Continue the MacVector passage on annotating sequences with BED, GFF, and GTF files, picking up after its final sentence.

**** SELECTED PASSAGE

One of the new features in MacVector 12.6 is the ability to annotate sequences based on the features stored in GFF/BED/GFT files that many Genome Browsers will export data as (e.g. Ensemble, UCSC, etc). MacVector 12.6 will annotate an empty or annotated sequence with the features stored within these files.
BED, GFF, GTF, and GFF3 formats
GFF, GTF, GFF3 & BED files are all file formats that are used to store annotation (features) generally without containing any sequence. Although it is common that they will be accompanied by a fasta file containing the sequence only. They emerged as a way of exporting, or exchanging, information from a specified region of an entire genome without having to take the entire genome.
Most sequence formats were developed to be for a specific gene or protein. Although this is no longer true they are still orientated to be of a region of fixed length. These annotation files are not at all length specific and could potentially store just two features that were at either end of the same chromosome. They are a much more flexible way of dealing with annotation, especially a large amount, than a fixed length sequence format such as Genbank.
They also are not limited to a single sequence and can contain information from multiple sequences in the same file (Fasta files can also contain multiple sequences). For example you could store the entire human set of chromosomes in a pair of (quite large!) files. A multiple sequence Fasta file and a single GFF file.
The format of these annotation files does vary (who ever said Bioinformaticians had to be consistent!) but basically their format consists of a set of individual lines (one line per feature) along the following lines:
SEQUENCE ID, START, STOP, FEATURE TYPE, NOTE
- Sequence ID is the sequence these annotations belong to.
- START and STOP are the region of sequence they are annotated against
- FEATURE TYPE is obvious! Note that this does not always correspond to a correct Genbank Feature Keyword
These tools (generally online web gateways) allow you to browse the entire chromosome or genome of a particular organism. Almost like a graphical model of a sequence database. All the information known about that particular organism’s sequence that has been submitted to one of the large sequence databases (e.g. Genbank at the NCBI) should be visualised within the genome browser. You can download all the annotation contained within a particular region fairly easily using one of these annotation formats. Then you can either annotate an existing file that you are working with (so preserving your own “private” annotation with all known public annotation).
To annotate a sequence with a BED/GFF/GFF3/GFT file in MacVector
From the UCSC’s Genome browser
The interface will change and show all annotation associated with that region. You can modify the amount or type of annotation being showed. This particular gene, C.elegans Sel-12 is located on Chromosome X
This will now allow you to export all the annotation associated with the previous displayed region (tracks).
If it is left at genome the entire genome will be downloaded
Now you need to open the sequence you want to annotate. For this example we could go to
Sequence : Chromosome: X; NC_003284.7 (915873..918235)
You will need to ensure that the start position of the downloaded file corresponds to the start of the region of the chromosome we have just downloaded the annotation for. This is easily done in MacVector.
Now we will import our downloaded annotation.

********
**** DATASET EXTRACT

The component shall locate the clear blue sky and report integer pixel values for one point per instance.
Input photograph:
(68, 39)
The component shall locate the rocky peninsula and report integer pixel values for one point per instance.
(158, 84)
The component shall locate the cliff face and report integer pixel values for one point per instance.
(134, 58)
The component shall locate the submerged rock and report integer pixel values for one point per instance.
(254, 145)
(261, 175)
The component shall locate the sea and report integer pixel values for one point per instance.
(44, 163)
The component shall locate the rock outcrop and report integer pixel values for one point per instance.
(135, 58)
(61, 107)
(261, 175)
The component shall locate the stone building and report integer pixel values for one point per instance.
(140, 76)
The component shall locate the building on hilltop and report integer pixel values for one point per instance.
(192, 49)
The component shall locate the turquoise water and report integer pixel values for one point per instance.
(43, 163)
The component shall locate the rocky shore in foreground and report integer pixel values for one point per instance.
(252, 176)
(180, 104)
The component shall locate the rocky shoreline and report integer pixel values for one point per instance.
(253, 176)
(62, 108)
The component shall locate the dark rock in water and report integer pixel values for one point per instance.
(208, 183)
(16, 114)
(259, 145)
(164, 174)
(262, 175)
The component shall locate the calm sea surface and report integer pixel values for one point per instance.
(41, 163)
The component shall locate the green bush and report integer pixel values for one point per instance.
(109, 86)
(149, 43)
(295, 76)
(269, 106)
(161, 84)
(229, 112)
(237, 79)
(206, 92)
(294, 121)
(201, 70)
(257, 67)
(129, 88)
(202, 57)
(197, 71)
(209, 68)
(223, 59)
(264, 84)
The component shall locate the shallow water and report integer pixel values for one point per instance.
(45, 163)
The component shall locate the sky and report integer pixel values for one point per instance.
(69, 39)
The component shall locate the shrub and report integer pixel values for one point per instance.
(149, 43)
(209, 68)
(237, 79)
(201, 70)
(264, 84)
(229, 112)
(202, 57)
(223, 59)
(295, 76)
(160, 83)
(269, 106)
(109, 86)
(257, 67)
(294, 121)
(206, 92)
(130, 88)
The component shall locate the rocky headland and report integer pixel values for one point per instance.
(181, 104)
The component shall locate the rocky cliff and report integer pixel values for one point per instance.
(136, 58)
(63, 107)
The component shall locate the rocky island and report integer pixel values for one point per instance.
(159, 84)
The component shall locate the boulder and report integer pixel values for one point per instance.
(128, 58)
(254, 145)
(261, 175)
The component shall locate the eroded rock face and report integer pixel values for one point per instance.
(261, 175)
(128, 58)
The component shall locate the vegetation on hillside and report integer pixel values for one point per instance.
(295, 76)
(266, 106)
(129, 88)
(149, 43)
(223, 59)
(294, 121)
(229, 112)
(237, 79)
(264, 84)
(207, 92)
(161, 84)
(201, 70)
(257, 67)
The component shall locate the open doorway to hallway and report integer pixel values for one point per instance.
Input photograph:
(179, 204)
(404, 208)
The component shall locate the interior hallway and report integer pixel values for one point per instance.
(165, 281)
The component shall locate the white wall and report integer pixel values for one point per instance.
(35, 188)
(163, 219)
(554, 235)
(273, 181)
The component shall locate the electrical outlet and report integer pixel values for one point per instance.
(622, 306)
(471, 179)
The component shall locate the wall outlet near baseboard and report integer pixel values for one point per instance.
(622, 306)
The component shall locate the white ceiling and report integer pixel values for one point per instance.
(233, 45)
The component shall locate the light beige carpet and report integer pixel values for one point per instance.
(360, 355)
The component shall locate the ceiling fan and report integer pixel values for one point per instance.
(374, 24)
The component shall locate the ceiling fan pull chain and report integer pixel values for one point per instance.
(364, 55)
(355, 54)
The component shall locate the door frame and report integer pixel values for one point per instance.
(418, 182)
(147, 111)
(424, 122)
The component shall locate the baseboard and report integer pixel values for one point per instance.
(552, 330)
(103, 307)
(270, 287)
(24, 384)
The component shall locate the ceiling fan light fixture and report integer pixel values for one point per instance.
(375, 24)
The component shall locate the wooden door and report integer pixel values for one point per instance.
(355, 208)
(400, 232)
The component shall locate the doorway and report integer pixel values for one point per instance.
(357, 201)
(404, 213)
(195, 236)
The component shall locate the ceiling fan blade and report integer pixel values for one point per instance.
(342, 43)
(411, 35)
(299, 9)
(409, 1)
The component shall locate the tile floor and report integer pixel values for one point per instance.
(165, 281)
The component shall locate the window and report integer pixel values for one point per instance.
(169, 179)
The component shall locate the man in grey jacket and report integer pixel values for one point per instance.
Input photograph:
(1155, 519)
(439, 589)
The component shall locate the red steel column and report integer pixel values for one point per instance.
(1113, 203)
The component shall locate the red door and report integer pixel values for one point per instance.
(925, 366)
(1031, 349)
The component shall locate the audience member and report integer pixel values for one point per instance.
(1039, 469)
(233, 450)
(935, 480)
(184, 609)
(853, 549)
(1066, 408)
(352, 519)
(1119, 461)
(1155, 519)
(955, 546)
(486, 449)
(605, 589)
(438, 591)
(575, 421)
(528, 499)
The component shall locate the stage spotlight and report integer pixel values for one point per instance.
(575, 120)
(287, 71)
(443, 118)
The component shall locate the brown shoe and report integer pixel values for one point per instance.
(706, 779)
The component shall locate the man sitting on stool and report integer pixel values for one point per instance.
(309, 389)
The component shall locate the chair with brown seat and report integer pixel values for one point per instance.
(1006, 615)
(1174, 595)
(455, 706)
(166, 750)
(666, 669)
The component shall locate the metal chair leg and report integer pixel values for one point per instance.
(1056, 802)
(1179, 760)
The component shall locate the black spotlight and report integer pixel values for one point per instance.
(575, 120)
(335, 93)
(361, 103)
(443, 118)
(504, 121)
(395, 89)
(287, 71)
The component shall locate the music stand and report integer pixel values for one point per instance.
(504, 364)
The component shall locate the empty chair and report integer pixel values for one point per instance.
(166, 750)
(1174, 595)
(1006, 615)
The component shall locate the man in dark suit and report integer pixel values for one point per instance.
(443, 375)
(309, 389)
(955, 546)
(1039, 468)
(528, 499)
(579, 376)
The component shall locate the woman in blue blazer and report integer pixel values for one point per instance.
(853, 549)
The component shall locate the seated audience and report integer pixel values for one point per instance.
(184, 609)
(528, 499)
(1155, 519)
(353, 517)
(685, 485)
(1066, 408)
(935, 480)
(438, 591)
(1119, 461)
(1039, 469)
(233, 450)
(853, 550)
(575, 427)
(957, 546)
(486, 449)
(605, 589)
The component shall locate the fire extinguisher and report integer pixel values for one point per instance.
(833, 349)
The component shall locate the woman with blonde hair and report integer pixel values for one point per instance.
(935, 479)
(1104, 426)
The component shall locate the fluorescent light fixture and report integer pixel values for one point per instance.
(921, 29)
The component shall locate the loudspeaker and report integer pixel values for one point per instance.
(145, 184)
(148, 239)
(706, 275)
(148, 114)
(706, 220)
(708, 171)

********

_WRITTEN REPLY:_
The Sequence ID (SeqID) contained within all features in the file will be shown in a dialog along with the number of features for each SeqID and the region of the sequence that these will be annotated against. A warning will be displayed if any of the features are outside of the region to be annotated.
A dialogue will be shown with the number of annotations that have been added. If you annotate a blank sequence (e.g. a fasta file) the resulting features may be initially hidden. However, you can easily show them from the Graphics Palette tree view.
You can choose to annotate your sequence with all the features contained within the imported file or to ignore duplicates.
ToxoDB Genome browser
Here’s a similar workflow from the ToxoDB Genome browser
This will find a single hit and display a link
This downloads a file “dumped_region” which will contain all the annotation stored in the ToxoDB Genome Browser in GFF3 format.
You can use FILE > NEW FROM CLIPBOARD to bring the sequence into MacVector quickly
Again if you do not change the start coordinate of the sequence the IMPORT FEATURES dialogue will show an error
The dialogue will show that it has found 6 features. Note that the GFF3 file contains annotation from a much longer sequence than our initial query sequence. MacVector will ignore any annotations that lies outside the query sequence. It will show an warning message to indicate this.
Keeping a sequence updated
You will be able to “update” and add new annotation to your existing sequence. For example after a few months I could revisit these two genome browsers website and download an updated GFF3 file. Upon importing these features it will optionally replace any duplicate features and add new ones. So you can work with a sequence and also keep it updated as other researchers find more about this particular sequence.
Due to the lack of strict standards across the many different file formats it may be that a potential duplicate is not recognised as such because the wording or keyword is different. In the majority of cases some degree of manual curation of the annotated sequence will be required. In all cases MacVector will err on the side of caution and will never throw away any potentially interesting or important information contained within a feature. Only entries that are 100% the same (after being parsed during the import) will be considered as duplicates. MacVector will never class a feature as a duplicate if the START, STOP or FEATURE TYPE are different in any way. Even if they differ by just a single base.